─── RECORDS TO PROCESS ───
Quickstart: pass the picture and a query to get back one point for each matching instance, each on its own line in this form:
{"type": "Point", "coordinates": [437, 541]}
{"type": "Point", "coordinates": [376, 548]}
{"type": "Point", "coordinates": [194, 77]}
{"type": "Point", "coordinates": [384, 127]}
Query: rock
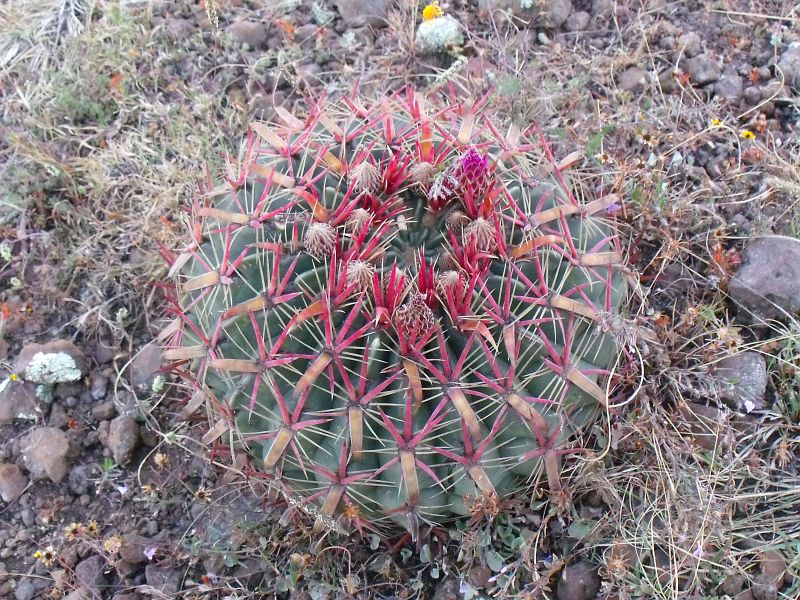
{"type": "Point", "coordinates": [773, 564]}
{"type": "Point", "coordinates": [769, 581]}
{"type": "Point", "coordinates": [742, 380]}
{"type": "Point", "coordinates": [358, 13]}
{"type": "Point", "coordinates": [25, 590]}
{"type": "Point", "coordinates": [99, 386]}
{"type": "Point", "coordinates": [12, 482]}
{"type": "Point", "coordinates": [18, 401]}
{"type": "Point", "coordinates": [579, 581]}
{"type": "Point", "coordinates": [689, 44]}
{"type": "Point", "coordinates": [248, 32]}
{"type": "Point", "coordinates": [104, 411]}
{"type": "Point", "coordinates": [68, 389]}
{"type": "Point", "coordinates": [729, 88]}
{"type": "Point", "coordinates": [58, 416]}
{"type": "Point", "coordinates": [104, 353]}
{"type": "Point", "coordinates": [774, 90]}
{"type": "Point", "coordinates": [123, 438]}
{"type": "Point", "coordinates": [51, 363]}
{"type": "Point", "coordinates": [27, 516]}
{"type": "Point", "coordinates": [179, 29]}
{"type": "Point", "coordinates": [752, 95]}
{"type": "Point", "coordinates": [89, 575]}
{"type": "Point", "coordinates": [702, 69]}
{"type": "Point", "coordinates": [165, 580]}
{"type": "Point", "coordinates": [79, 480]}
{"type": "Point", "coordinates": [789, 64]}
{"type": "Point", "coordinates": [767, 285]}
{"type": "Point", "coordinates": [439, 36]}
{"type": "Point", "coordinates": [764, 588]}
{"type": "Point", "coordinates": [552, 14]}
{"type": "Point", "coordinates": [633, 79]}
{"type": "Point", "coordinates": [602, 9]}
{"type": "Point", "coordinates": [47, 453]}
{"type": "Point", "coordinates": [133, 547]}
{"type": "Point", "coordinates": [145, 366]}
{"type": "Point", "coordinates": [578, 21]}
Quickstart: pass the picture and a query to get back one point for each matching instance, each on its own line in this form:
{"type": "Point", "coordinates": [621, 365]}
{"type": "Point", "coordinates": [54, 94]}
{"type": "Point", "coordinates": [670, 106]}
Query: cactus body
{"type": "Point", "coordinates": [394, 311]}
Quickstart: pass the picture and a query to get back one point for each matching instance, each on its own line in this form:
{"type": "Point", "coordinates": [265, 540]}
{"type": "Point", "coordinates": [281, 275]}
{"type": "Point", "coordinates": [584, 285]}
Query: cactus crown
{"type": "Point", "coordinates": [395, 310]}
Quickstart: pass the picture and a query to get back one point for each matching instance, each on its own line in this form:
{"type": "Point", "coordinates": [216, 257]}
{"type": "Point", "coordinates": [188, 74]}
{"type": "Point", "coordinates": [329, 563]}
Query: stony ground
{"type": "Point", "coordinates": [111, 113]}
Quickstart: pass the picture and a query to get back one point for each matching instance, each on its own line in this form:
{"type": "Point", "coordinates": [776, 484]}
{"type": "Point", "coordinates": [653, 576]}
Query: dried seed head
{"type": "Point", "coordinates": [449, 280]}
{"type": "Point", "coordinates": [472, 173]}
{"type": "Point", "coordinates": [482, 231]}
{"type": "Point", "coordinates": [422, 173]}
{"type": "Point", "coordinates": [358, 219]}
{"type": "Point", "coordinates": [359, 274]}
{"type": "Point", "coordinates": [456, 220]}
{"type": "Point", "coordinates": [320, 240]}
{"type": "Point", "coordinates": [367, 177]}
{"type": "Point", "coordinates": [414, 318]}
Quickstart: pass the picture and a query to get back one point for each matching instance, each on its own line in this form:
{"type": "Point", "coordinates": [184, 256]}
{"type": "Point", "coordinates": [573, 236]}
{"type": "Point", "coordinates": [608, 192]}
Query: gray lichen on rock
{"type": "Point", "coordinates": [51, 368]}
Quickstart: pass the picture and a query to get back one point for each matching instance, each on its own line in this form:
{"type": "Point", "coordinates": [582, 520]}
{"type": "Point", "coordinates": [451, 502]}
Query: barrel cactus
{"type": "Point", "coordinates": [396, 311]}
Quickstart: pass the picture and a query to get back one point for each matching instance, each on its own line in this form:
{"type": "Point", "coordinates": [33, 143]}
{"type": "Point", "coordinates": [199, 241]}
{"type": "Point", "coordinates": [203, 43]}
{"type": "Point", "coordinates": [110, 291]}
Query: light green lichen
{"type": "Point", "coordinates": [49, 368]}
{"type": "Point", "coordinates": [158, 384]}
{"type": "Point", "coordinates": [439, 35]}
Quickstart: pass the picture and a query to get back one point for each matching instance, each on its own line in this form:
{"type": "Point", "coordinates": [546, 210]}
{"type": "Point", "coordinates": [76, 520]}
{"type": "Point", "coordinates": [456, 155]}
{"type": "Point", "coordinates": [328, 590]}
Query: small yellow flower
{"type": "Point", "coordinates": [113, 544]}
{"type": "Point", "coordinates": [47, 556]}
{"type": "Point", "coordinates": [432, 11]}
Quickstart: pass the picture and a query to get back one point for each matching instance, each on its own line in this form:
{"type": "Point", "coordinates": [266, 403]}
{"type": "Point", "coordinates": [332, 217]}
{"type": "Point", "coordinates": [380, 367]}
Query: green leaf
{"type": "Point", "coordinates": [494, 561]}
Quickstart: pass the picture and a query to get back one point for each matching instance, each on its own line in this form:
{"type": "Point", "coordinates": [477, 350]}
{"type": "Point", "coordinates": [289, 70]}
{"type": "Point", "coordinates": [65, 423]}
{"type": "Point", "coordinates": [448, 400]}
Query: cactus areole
{"type": "Point", "coordinates": [396, 310]}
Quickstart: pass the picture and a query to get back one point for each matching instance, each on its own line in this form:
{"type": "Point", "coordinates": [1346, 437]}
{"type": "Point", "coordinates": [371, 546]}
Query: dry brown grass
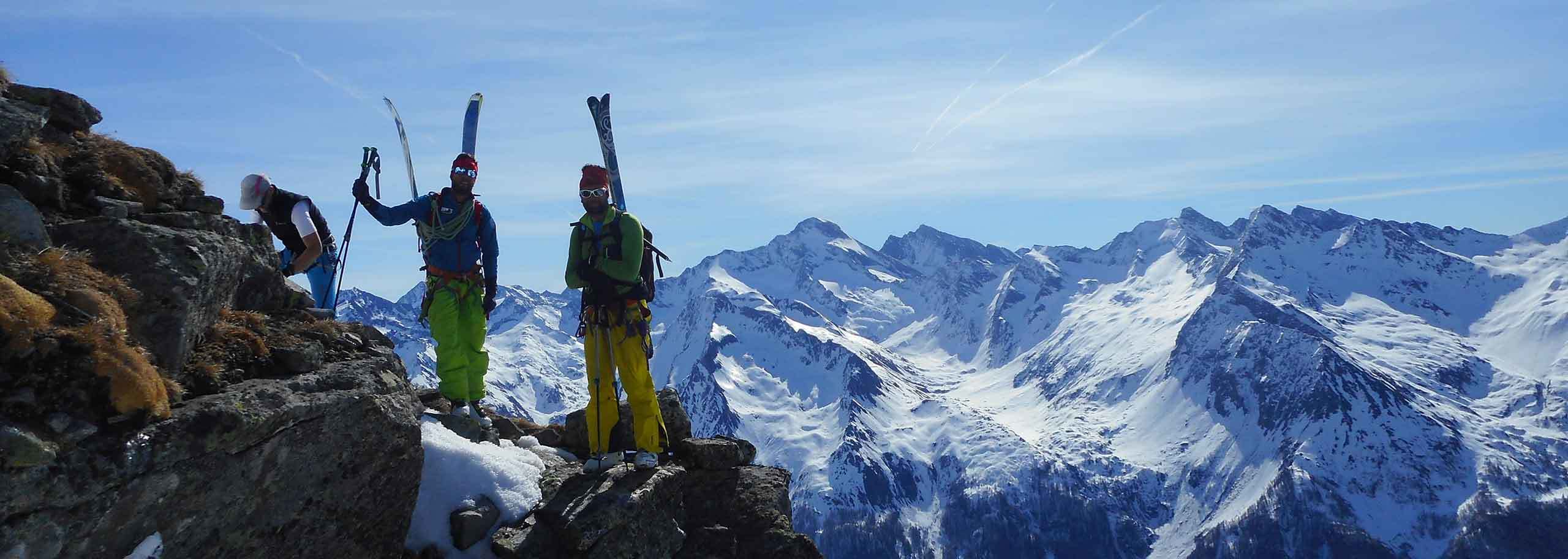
{"type": "Point", "coordinates": [236, 341]}
{"type": "Point", "coordinates": [126, 167]}
{"type": "Point", "coordinates": [23, 316]}
{"type": "Point", "coordinates": [54, 154]}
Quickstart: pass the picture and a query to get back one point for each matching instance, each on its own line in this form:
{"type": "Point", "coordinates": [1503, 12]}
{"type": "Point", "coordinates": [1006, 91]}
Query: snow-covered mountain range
{"type": "Point", "coordinates": [1286, 385]}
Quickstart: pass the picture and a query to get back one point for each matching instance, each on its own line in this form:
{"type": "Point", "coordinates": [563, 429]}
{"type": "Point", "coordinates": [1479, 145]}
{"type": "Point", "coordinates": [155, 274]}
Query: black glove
{"type": "Point", "coordinates": [363, 194]}
{"type": "Point", "coordinates": [490, 295]}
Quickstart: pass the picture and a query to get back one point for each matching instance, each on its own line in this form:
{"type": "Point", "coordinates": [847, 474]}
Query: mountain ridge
{"type": "Point", "coordinates": [1163, 387]}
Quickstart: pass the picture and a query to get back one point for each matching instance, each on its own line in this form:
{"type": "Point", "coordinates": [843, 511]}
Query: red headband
{"type": "Point", "coordinates": [595, 177]}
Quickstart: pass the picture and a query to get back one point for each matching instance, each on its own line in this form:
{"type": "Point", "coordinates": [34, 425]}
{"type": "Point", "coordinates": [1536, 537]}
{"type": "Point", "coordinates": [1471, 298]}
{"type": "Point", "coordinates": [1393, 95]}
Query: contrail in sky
{"type": "Point", "coordinates": [312, 70]}
{"type": "Point", "coordinates": [956, 101]}
{"type": "Point", "coordinates": [1070, 63]}
{"type": "Point", "coordinates": [967, 90]}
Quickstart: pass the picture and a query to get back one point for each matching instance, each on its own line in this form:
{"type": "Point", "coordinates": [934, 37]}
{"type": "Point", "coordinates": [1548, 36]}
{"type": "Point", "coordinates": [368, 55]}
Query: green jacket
{"type": "Point", "coordinates": [623, 263]}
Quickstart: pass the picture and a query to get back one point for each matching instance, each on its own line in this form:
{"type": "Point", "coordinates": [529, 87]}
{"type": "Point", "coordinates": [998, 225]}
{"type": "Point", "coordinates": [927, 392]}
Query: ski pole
{"type": "Point", "coordinates": [369, 161]}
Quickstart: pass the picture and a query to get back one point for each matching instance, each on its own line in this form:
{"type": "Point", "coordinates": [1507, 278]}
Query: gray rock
{"type": "Point", "coordinates": [21, 448]}
{"type": "Point", "coordinates": [116, 208]}
{"type": "Point", "coordinates": [466, 428]}
{"type": "Point", "coordinates": [203, 203]}
{"type": "Point", "coordinates": [304, 357]}
{"type": "Point", "coordinates": [318, 465]}
{"type": "Point", "coordinates": [20, 220]}
{"type": "Point", "coordinates": [59, 421]}
{"type": "Point", "coordinates": [620, 514]}
{"type": "Point", "coordinates": [298, 297]}
{"type": "Point", "coordinates": [526, 542]}
{"type": "Point", "coordinates": [471, 525]}
{"type": "Point", "coordinates": [548, 435]}
{"type": "Point", "coordinates": [66, 112]}
{"type": "Point", "coordinates": [505, 428]}
{"type": "Point", "coordinates": [375, 338]}
{"type": "Point", "coordinates": [709, 542]}
{"type": "Point", "coordinates": [184, 275]}
{"type": "Point", "coordinates": [20, 121]}
{"type": "Point", "coordinates": [676, 424]}
{"type": "Point", "coordinates": [718, 453]}
{"type": "Point", "coordinates": [753, 503]}
{"type": "Point", "coordinates": [665, 512]}
{"type": "Point", "coordinates": [24, 396]}
{"type": "Point", "coordinates": [48, 346]}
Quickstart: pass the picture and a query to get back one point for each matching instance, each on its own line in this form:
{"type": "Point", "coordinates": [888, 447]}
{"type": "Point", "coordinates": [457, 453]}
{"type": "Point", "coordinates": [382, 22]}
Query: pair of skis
{"type": "Point", "coordinates": [600, 107]}
{"type": "Point", "coordinates": [471, 131]}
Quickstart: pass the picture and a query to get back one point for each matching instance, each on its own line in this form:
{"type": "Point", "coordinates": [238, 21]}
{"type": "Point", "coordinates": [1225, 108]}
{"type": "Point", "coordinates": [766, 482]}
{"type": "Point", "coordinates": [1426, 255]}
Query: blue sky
{"type": "Point", "coordinates": [1009, 123]}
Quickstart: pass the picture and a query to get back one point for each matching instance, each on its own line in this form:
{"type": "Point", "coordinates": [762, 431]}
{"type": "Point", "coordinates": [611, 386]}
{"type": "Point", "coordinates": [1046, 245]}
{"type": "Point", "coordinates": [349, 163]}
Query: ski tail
{"type": "Point", "coordinates": [408, 159]}
{"type": "Point", "coordinates": [471, 123]}
{"type": "Point", "coordinates": [601, 120]}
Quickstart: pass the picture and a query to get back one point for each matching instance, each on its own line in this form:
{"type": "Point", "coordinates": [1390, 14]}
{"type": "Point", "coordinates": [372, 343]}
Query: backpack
{"type": "Point", "coordinates": [435, 213]}
{"type": "Point", "coordinates": [642, 289]}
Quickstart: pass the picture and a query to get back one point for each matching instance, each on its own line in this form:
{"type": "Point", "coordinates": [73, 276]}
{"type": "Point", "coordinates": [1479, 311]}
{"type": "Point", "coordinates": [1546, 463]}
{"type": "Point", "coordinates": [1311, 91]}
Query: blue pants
{"type": "Point", "coordinates": [320, 275]}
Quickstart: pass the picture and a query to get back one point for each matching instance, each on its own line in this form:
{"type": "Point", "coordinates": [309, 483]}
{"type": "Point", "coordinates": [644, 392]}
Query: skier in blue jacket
{"type": "Point", "coordinates": [458, 239]}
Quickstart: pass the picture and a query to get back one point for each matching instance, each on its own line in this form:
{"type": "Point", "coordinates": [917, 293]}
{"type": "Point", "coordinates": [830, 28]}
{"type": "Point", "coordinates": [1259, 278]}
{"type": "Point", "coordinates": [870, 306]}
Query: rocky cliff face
{"type": "Point", "coordinates": [157, 379]}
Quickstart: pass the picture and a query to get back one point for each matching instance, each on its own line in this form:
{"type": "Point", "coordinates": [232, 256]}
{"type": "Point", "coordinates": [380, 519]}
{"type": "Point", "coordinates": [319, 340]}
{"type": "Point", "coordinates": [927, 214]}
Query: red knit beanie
{"type": "Point", "coordinates": [595, 177]}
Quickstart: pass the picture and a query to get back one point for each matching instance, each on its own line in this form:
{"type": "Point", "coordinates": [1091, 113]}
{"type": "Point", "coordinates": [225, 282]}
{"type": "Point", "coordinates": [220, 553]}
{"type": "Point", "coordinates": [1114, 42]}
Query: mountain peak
{"type": "Point", "coordinates": [819, 227]}
{"type": "Point", "coordinates": [1548, 234]}
{"type": "Point", "coordinates": [929, 249]}
{"type": "Point", "coordinates": [1325, 220]}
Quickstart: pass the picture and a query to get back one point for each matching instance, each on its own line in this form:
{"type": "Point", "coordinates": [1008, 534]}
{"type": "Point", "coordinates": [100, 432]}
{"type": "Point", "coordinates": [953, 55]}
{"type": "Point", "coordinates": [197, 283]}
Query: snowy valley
{"type": "Point", "coordinates": [1291, 384]}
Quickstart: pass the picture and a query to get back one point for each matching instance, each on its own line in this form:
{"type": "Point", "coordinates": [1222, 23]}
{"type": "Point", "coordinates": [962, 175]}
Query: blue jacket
{"type": "Point", "coordinates": [474, 244]}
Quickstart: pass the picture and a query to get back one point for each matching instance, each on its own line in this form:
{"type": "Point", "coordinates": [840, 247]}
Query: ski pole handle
{"type": "Point", "coordinates": [364, 164]}
{"type": "Point", "coordinates": [375, 164]}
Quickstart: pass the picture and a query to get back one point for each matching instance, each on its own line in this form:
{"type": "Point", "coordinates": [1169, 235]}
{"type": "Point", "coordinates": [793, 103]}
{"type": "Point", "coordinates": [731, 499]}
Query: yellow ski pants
{"type": "Point", "coordinates": [612, 349]}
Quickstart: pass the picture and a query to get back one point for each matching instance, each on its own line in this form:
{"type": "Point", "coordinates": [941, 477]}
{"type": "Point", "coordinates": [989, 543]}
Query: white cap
{"type": "Point", "coordinates": [253, 189]}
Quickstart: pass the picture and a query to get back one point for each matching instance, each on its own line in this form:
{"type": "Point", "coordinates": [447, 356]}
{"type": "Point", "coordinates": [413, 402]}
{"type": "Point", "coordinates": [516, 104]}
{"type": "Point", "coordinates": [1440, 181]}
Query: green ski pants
{"type": "Point", "coordinates": [457, 322]}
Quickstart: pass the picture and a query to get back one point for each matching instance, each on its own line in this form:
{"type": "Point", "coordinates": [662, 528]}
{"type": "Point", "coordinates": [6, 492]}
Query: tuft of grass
{"type": "Point", "coordinates": [94, 321]}
{"type": "Point", "coordinates": [236, 341]}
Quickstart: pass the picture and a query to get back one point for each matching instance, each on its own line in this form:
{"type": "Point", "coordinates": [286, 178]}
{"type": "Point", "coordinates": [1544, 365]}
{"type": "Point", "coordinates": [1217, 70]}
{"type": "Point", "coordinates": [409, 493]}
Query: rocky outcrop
{"type": "Point", "coordinates": [678, 428]}
{"type": "Point", "coordinates": [137, 216]}
{"type": "Point", "coordinates": [664, 512]}
{"type": "Point", "coordinates": [298, 437]}
{"type": "Point", "coordinates": [20, 220]}
{"type": "Point", "coordinates": [66, 112]}
{"type": "Point", "coordinates": [706, 500]}
{"type": "Point", "coordinates": [673, 511]}
{"type": "Point", "coordinates": [184, 274]}
{"type": "Point", "coordinates": [269, 468]}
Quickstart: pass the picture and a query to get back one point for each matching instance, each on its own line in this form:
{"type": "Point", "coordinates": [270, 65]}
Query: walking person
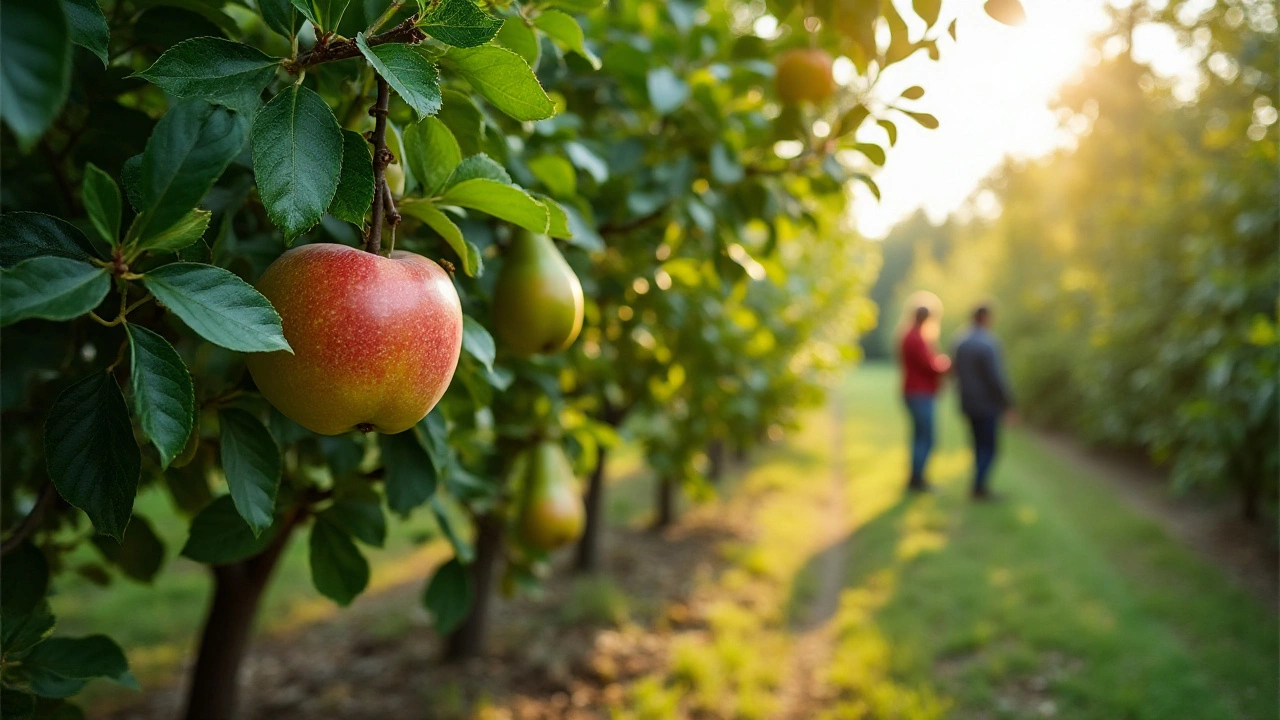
{"type": "Point", "coordinates": [984, 393]}
{"type": "Point", "coordinates": [922, 374]}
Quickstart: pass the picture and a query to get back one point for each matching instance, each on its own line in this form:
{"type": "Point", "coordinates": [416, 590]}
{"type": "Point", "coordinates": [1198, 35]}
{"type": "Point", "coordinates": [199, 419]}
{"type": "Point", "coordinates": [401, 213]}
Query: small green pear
{"type": "Point", "coordinates": [551, 513]}
{"type": "Point", "coordinates": [536, 300]}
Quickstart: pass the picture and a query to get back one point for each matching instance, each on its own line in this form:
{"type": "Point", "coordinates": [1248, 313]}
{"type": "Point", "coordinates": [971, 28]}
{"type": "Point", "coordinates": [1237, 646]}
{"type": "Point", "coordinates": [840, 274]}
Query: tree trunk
{"type": "Point", "coordinates": [469, 638]}
{"type": "Point", "coordinates": [666, 502]}
{"type": "Point", "coordinates": [238, 587]}
{"type": "Point", "coordinates": [588, 559]}
{"type": "Point", "coordinates": [716, 460]}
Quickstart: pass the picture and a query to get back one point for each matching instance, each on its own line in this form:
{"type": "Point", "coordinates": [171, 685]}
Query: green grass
{"type": "Point", "coordinates": [1060, 598]}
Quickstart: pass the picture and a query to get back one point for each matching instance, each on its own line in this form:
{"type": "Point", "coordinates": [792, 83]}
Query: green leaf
{"type": "Point", "coordinates": [103, 203]}
{"type": "Point", "coordinates": [77, 659]}
{"type": "Point", "coordinates": [50, 287]}
{"type": "Point", "coordinates": [252, 465]}
{"type": "Point", "coordinates": [432, 153]}
{"type": "Point", "coordinates": [469, 254]}
{"type": "Point", "coordinates": [87, 26]}
{"type": "Point", "coordinates": [91, 455]}
{"type": "Point", "coordinates": [411, 478]}
{"type": "Point", "coordinates": [297, 158]}
{"type": "Point", "coordinates": [220, 536]}
{"type": "Point", "coordinates": [556, 173]}
{"type": "Point", "coordinates": [449, 596]}
{"type": "Point", "coordinates": [164, 399]}
{"type": "Point", "coordinates": [408, 72]}
{"type": "Point", "coordinates": [355, 192]}
{"type": "Point", "coordinates": [667, 91]}
{"type": "Point", "coordinates": [35, 65]}
{"type": "Point", "coordinates": [360, 516]}
{"type": "Point", "coordinates": [23, 580]}
{"type": "Point", "coordinates": [460, 23]}
{"type": "Point", "coordinates": [140, 555]}
{"type": "Point", "coordinates": [478, 342]}
{"type": "Point", "coordinates": [503, 201]}
{"type": "Point", "coordinates": [565, 30]}
{"type": "Point", "coordinates": [926, 119]}
{"type": "Point", "coordinates": [280, 16]}
{"type": "Point", "coordinates": [338, 569]}
{"type": "Point", "coordinates": [504, 80]}
{"type": "Point", "coordinates": [219, 306]}
{"type": "Point", "coordinates": [187, 153]}
{"type": "Point", "coordinates": [35, 235]}
{"type": "Point", "coordinates": [188, 228]}
{"type": "Point", "coordinates": [478, 167]}
{"type": "Point", "coordinates": [214, 69]}
{"type": "Point", "coordinates": [516, 35]}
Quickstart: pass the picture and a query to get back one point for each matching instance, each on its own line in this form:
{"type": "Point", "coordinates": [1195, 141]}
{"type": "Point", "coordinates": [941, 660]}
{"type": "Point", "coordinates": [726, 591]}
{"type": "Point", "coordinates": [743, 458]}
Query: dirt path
───
▶ REQUIRED WORK
How many lines in the rows above contain the string "small"? Case matters. Reply with the number alone.

▶ RESULT OF THIS EXERCISE
2